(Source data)
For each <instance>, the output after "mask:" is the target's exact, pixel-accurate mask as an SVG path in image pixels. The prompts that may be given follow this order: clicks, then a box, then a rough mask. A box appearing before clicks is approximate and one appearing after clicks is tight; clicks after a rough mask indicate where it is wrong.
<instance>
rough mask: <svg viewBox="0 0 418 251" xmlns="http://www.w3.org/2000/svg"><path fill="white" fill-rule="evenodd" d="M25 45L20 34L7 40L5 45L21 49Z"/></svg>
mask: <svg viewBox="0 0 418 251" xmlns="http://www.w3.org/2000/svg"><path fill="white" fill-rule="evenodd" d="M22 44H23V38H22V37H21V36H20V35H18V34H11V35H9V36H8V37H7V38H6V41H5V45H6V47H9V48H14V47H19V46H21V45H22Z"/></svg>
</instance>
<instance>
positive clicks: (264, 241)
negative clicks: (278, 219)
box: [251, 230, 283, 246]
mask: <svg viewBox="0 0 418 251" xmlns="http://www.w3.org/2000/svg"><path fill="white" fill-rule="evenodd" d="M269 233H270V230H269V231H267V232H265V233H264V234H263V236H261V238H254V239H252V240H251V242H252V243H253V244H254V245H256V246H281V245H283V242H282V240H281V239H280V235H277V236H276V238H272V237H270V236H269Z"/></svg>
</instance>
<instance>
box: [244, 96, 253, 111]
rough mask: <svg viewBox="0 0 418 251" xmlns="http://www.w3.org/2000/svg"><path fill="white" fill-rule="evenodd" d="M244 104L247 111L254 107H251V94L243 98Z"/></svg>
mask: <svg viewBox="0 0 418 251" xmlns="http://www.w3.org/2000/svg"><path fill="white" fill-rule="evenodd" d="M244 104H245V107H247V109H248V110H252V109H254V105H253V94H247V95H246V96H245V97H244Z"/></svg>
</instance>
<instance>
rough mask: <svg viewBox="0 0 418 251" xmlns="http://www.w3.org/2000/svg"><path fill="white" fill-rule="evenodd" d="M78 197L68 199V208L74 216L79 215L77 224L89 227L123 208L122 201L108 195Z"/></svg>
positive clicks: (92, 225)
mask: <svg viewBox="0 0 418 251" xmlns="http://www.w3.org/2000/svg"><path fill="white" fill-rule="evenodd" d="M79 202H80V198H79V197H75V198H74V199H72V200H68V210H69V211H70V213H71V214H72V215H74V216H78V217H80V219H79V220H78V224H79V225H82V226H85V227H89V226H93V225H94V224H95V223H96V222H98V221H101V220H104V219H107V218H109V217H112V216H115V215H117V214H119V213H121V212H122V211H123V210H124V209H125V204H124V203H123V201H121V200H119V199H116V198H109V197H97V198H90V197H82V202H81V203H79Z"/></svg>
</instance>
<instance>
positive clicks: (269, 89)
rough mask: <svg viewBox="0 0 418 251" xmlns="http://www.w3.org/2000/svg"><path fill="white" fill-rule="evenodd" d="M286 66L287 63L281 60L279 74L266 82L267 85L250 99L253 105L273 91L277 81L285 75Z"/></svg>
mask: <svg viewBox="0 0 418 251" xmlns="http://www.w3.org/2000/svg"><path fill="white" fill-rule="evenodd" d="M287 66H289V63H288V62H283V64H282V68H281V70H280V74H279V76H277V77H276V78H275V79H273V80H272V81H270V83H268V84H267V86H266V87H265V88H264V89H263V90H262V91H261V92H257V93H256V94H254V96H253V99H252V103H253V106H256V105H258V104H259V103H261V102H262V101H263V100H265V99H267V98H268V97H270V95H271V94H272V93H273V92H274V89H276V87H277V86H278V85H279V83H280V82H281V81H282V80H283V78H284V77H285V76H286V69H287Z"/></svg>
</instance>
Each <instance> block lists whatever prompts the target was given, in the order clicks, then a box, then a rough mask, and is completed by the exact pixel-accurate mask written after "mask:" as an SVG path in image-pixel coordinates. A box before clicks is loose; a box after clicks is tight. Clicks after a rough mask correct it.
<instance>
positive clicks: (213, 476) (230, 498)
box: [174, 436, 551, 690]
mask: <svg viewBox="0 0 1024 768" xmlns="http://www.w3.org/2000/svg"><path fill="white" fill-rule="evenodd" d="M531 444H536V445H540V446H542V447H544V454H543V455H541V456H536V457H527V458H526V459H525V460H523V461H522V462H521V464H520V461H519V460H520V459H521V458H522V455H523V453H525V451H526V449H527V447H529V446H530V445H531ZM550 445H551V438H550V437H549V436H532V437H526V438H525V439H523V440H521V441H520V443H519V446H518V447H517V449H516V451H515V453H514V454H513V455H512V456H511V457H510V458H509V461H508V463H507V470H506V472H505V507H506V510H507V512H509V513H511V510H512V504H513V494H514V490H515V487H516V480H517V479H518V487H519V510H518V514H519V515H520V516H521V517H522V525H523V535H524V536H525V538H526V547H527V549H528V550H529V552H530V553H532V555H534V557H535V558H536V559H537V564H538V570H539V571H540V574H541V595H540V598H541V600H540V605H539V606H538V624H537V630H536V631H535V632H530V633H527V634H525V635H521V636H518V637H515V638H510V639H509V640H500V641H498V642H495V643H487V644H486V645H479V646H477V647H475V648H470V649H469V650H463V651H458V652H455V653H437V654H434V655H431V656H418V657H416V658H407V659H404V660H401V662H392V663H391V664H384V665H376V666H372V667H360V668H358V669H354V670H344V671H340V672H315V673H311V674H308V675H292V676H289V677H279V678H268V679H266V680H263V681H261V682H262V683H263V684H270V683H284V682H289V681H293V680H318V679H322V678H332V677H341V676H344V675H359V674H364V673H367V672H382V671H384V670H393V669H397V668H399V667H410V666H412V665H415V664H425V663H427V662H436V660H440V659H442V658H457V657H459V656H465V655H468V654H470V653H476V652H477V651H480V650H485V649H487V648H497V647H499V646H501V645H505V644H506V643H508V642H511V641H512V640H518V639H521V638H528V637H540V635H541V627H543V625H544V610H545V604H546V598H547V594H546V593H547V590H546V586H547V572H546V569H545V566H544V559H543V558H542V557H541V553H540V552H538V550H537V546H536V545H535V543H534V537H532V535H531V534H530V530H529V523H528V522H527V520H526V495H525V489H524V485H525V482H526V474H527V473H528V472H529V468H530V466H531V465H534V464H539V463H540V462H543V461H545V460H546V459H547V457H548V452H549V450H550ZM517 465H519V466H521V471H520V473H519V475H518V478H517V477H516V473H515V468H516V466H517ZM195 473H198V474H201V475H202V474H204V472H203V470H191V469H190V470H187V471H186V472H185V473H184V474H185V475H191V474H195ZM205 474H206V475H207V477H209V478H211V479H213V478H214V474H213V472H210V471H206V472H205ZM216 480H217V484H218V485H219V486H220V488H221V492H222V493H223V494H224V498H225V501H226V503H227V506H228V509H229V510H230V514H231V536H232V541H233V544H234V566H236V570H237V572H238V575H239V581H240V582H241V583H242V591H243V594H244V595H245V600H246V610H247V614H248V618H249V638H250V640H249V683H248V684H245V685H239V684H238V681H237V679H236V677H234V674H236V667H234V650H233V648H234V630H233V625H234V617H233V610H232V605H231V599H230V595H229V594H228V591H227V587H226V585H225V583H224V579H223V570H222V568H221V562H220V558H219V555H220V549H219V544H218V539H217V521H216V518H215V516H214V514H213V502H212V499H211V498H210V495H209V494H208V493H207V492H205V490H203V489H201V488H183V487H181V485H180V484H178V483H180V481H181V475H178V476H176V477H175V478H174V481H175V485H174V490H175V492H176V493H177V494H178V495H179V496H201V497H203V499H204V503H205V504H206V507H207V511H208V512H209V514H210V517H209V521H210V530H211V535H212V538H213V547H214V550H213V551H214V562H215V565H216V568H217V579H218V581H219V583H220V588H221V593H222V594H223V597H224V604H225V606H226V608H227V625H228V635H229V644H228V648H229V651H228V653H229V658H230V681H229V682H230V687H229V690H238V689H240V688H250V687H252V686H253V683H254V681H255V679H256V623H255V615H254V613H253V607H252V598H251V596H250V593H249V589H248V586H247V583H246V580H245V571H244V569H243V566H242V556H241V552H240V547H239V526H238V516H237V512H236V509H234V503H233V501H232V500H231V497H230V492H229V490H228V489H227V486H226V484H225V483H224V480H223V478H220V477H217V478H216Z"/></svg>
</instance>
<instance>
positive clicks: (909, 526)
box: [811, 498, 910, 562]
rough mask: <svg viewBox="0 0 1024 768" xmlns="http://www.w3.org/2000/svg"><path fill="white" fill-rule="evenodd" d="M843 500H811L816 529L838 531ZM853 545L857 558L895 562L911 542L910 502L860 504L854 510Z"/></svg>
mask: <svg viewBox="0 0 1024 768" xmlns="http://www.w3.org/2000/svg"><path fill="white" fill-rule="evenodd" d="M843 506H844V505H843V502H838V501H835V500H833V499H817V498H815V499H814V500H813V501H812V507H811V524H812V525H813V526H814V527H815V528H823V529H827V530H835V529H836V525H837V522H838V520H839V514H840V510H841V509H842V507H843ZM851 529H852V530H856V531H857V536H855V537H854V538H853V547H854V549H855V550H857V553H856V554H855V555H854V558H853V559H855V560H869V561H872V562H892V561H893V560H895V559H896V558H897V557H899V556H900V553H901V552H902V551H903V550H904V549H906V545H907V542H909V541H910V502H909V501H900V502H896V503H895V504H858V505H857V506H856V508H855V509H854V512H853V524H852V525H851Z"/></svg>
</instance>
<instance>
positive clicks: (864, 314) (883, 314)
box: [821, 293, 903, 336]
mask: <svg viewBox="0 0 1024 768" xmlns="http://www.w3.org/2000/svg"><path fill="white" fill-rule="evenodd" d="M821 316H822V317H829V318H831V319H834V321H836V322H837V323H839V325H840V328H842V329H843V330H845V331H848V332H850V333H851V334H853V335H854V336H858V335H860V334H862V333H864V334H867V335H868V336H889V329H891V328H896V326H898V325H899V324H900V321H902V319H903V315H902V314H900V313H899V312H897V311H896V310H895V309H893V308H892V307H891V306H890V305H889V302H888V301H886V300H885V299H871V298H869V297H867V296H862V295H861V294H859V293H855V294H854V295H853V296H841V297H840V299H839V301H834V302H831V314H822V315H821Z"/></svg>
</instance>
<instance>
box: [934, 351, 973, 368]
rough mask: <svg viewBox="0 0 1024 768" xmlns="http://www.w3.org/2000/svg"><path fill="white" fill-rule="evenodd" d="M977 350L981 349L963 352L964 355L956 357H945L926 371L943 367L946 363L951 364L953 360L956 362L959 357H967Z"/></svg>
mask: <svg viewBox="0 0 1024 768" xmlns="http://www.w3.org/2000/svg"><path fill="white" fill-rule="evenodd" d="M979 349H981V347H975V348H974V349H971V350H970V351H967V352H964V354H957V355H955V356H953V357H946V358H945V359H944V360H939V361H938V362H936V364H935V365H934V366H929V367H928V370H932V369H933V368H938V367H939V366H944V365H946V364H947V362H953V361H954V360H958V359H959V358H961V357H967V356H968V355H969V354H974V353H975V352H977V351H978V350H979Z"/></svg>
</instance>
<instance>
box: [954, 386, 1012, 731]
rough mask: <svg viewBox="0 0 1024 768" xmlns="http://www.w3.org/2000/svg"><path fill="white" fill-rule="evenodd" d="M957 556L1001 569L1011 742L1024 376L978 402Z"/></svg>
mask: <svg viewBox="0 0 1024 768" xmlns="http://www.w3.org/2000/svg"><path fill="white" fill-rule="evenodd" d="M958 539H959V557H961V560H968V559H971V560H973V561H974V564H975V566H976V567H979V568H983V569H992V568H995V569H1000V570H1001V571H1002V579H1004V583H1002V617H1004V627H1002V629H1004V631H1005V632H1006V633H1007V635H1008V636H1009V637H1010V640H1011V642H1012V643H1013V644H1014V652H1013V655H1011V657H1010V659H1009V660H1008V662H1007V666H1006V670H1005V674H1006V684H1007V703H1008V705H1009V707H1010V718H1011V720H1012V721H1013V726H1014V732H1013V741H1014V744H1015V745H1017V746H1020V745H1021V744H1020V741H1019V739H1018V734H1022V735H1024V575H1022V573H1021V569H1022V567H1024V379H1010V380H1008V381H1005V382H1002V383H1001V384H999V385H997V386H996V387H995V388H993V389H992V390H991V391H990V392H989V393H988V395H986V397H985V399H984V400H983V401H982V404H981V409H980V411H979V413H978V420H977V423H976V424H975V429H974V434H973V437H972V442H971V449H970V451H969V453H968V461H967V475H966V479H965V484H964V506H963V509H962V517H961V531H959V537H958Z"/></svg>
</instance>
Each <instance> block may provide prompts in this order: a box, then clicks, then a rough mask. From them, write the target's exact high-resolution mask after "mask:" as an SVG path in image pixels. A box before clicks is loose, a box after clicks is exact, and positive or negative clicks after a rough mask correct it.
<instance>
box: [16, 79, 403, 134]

WHAT YOU SHOULD DO
Show every line of the source data above that contains the string "them".

COMPLETED TASK
Each <instance> block may provide prompts in this order: a box, then clicks, then a rough mask. From them, write the target's exact high-resolution mask after "mask:" as an SVG path in image pixels. A box before clicks is loose, a box after clicks is exact, and positive or negative clicks after a rough mask correct it.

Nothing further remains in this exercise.